=== HOW TO COMPLETE THIS TASK ===
Where in the data below does the word "dark" appear? Copy each line that holds it.
= Beginning of Section =
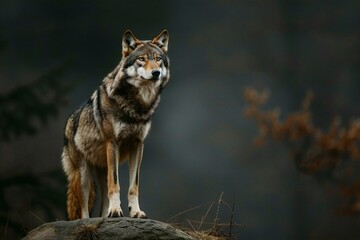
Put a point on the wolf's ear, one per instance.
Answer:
(162, 40)
(129, 43)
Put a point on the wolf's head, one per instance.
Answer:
(145, 61)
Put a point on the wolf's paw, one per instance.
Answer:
(138, 214)
(116, 212)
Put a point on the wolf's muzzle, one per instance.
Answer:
(155, 75)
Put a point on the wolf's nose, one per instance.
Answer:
(155, 73)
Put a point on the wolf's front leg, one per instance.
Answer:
(134, 169)
(113, 156)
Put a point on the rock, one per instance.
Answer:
(107, 228)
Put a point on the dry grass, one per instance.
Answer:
(87, 231)
(207, 230)
(317, 152)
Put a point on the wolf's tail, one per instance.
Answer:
(74, 194)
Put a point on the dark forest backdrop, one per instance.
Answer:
(53, 54)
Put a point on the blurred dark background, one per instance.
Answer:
(200, 144)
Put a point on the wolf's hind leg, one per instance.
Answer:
(113, 156)
(101, 174)
(134, 173)
(86, 184)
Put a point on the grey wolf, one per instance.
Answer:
(110, 128)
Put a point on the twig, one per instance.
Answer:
= End of Section =
=== SOLUTION TO THIS TASK ===
Put a point on the dark forest backdrop, one per instance.
Put a point on the blurred dark background, one per instance.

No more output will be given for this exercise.